** Goal of the exercise **
In the description of the lens-edging machine below, how does the rotation of lens 22 compare with that of lens 20?

-- start Source --

In practice the angular movement of the lens 20 by reason of the angular movement of the spindle 2 and shaft 10 may be substantially continuous particularly if little of the lens material is to be cut away, and when the lens 20 has made one complete revolution, its peripheral shape has been formed to that of the spectacle frame. The cutting edge 26 provides a bevelled edge by which it may be securely located within a normal spectacle frame.
If the lens 20 were substantially flat, the
movement of the cutting edge 26 of the tool 24 in a horizontal direction would result in the bevelled edge being formed in the same position relative to the thickness of the lens irrespective of the depth of cut. However, in most cases, the lenses used in spectacles are concavo-convex or have what is
known as a third dimensional variation as shown
in Fig. 3. From this it will be clear that if the
cutting edge 26 had to cut deeply into the lens 20
it would eventually run off the edge of the lens. To
avoid this, the horizontal bars 28, 30 are mounted on a slide 38 arranged for vertical movement within housing 32 so that the cutting edge may be raised or lowered as required by the curvature of the lens.In order to raise the cutting edge 26 as the axis of the tool 24 moves towards the axis of the spindle 2, the lower bar 30 is arranged to engage upon an inclined plate 40, the inclination of which can be varied according to the curvature of the lens. This inclination is effected by tilting the plate 40 about a pivot 42 and securing it in the required angle by means of a wing nut or the like on a threaded rod attached to the plate 40 at the end 44, the rod passing through an arcuate guide slot 46.
As has already been mentioned, the spindle 2 and its associated elements are duplicated by spindle 4 and associated elements. Among these elements are a pad 8 and a shaft 12 terminating in a surface 16, the pad 8 and the surface 16 being for supporting another lens 22 which with the lens 20 constitute a pair of lenses for a pair of spectacles. The cutting tool 24 is also duplicated by cutting tool 48 which is rotated, moved backwardly and forwardly with the housing 32 and raised and lowered on a slide 38 as described above in connection with the cutting means for the lens 20. The angular displacement of the lens 22 is effected by a rotation of the spindle 4 and shaft 12 in synchronisation with but, and this is the distinction referred to above, in opposite direction to that of lens 20 so that a matching pair of lenses is produced simultaneously.
Drives to the spindles 2, 4 and shafts 1 0, 12 and the corresponding rotary drive to the frame are effected by conventional means shown diagrammatically in Fig. 4 as chains or belts 48, 50 but other convenient drive means may be used and preferably may include a servocontrolled motor. The cutting tools 24 may more simply be continuously rotated by conventional means shown in Fig. 4 as a belt or chain 52.

-- end Source --
-- start Raw data --

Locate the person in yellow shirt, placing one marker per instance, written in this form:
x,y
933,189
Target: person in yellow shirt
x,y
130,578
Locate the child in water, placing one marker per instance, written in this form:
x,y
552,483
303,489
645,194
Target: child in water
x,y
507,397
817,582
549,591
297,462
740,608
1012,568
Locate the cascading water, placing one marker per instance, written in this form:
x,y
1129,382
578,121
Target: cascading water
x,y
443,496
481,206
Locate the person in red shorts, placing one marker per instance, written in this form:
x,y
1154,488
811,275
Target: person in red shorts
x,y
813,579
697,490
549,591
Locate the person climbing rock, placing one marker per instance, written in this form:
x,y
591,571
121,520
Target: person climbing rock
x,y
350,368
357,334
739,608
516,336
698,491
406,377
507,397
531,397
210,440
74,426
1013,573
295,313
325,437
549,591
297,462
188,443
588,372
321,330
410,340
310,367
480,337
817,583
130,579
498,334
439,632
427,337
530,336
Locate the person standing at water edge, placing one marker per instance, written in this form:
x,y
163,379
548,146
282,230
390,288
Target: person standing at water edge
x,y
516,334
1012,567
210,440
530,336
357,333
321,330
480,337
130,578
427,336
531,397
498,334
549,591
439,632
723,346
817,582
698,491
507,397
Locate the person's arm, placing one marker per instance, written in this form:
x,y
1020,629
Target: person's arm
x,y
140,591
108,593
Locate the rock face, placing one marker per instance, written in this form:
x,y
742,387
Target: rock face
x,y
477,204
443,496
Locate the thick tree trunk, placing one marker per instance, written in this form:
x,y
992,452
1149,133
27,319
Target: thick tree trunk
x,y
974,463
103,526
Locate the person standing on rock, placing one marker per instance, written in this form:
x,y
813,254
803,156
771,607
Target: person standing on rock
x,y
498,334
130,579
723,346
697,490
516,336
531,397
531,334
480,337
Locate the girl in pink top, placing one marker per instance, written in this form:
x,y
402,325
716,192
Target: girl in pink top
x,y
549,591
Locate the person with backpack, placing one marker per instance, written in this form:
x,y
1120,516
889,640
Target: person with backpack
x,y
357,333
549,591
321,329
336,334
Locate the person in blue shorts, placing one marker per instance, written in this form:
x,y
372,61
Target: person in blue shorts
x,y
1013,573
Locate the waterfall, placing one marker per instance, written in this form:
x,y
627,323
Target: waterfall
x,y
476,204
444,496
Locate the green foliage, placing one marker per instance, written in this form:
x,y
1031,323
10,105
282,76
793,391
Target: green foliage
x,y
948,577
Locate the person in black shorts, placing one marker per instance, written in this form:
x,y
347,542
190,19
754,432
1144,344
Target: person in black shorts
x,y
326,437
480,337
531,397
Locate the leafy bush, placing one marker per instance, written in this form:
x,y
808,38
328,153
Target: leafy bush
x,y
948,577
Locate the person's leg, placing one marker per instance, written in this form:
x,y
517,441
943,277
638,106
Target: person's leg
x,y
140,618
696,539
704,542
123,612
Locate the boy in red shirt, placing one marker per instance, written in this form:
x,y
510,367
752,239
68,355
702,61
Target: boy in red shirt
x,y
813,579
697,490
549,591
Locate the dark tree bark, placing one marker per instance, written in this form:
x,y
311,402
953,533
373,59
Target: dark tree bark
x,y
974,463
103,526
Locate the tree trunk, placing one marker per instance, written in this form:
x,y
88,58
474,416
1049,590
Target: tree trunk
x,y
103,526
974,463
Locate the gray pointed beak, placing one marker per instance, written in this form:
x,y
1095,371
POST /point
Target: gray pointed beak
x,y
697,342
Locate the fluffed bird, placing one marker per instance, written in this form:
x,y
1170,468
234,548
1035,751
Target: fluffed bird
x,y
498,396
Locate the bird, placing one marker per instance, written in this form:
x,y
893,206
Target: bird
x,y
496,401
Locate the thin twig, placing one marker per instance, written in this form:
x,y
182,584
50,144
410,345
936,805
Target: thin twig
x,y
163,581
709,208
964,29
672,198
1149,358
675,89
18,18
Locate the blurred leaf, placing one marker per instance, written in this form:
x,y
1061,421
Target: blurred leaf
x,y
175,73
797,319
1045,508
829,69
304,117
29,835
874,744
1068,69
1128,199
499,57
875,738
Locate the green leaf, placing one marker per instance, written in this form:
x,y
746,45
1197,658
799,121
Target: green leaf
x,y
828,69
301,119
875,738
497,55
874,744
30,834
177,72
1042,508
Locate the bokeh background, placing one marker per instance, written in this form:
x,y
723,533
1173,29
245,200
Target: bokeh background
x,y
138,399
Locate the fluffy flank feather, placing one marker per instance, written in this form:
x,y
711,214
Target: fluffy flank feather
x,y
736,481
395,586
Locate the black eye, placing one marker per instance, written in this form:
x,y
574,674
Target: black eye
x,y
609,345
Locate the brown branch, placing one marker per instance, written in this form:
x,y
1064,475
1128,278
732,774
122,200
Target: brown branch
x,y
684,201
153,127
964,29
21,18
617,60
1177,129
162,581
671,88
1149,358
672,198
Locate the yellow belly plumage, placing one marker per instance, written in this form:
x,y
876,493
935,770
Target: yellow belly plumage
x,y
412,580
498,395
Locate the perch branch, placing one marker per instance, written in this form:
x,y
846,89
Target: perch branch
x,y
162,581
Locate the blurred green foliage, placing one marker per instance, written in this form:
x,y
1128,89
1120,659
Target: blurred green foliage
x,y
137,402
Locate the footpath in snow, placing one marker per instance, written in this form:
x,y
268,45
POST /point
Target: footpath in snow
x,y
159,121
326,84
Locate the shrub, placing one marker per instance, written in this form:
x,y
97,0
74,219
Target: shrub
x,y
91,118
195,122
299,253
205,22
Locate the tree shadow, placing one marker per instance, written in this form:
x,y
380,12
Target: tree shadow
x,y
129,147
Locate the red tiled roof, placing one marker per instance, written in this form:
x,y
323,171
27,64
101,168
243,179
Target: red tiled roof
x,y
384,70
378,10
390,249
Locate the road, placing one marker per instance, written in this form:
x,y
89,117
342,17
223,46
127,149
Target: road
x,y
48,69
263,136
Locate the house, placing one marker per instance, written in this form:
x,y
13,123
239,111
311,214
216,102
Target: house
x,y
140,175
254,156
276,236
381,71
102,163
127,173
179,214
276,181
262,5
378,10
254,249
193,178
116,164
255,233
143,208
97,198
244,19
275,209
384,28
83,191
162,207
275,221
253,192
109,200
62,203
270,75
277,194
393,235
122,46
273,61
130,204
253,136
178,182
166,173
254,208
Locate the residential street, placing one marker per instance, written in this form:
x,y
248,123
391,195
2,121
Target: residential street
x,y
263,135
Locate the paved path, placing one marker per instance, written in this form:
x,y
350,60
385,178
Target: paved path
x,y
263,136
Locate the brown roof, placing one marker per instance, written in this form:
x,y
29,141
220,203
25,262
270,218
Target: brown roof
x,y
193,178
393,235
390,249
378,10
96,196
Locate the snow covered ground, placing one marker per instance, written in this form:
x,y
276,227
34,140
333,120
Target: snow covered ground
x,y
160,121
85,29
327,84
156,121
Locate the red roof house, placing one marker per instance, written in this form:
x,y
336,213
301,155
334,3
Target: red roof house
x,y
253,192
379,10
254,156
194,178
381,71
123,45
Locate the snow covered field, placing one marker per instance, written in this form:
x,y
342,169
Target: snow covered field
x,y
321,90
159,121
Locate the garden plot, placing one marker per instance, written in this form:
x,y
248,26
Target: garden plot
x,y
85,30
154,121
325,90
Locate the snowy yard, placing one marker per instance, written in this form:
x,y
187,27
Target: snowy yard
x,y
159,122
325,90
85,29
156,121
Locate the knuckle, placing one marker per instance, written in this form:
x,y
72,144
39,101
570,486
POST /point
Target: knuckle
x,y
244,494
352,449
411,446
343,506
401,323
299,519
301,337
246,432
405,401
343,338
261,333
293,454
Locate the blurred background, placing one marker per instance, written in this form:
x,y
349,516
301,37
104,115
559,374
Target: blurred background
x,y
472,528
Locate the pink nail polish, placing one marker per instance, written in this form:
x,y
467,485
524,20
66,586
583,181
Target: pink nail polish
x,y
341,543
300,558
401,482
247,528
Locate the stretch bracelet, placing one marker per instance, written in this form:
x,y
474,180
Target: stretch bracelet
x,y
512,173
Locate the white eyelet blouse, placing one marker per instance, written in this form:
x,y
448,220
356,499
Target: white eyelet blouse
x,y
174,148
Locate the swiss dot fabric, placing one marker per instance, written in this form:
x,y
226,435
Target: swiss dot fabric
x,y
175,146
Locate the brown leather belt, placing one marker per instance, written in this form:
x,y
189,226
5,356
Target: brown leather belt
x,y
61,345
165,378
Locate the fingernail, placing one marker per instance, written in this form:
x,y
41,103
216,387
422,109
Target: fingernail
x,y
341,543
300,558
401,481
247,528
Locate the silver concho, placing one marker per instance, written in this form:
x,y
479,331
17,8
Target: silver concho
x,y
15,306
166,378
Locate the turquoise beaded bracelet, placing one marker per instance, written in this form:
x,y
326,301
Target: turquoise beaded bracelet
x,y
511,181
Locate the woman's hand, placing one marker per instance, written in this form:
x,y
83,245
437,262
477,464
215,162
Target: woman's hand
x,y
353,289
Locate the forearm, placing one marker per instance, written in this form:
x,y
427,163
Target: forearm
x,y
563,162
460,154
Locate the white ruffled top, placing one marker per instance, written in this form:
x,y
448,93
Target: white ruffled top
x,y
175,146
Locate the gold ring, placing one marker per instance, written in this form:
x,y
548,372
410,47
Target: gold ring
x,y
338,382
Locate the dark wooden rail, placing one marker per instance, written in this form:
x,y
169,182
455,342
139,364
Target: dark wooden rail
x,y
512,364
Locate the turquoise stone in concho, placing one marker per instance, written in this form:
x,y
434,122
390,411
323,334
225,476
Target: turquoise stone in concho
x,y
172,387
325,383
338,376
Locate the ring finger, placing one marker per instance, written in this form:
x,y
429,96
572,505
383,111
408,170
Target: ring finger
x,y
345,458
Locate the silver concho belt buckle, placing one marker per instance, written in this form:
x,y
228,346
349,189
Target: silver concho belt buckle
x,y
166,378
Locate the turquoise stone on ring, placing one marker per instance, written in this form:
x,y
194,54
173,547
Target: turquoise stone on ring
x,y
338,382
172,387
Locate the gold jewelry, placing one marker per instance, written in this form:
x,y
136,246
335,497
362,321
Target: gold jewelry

-- end Raw data --

** Exercise output **
Lens 22 turns in synchronization with lens 20 but in the opposite direction, so a matching pair of lenses is produced at the same time.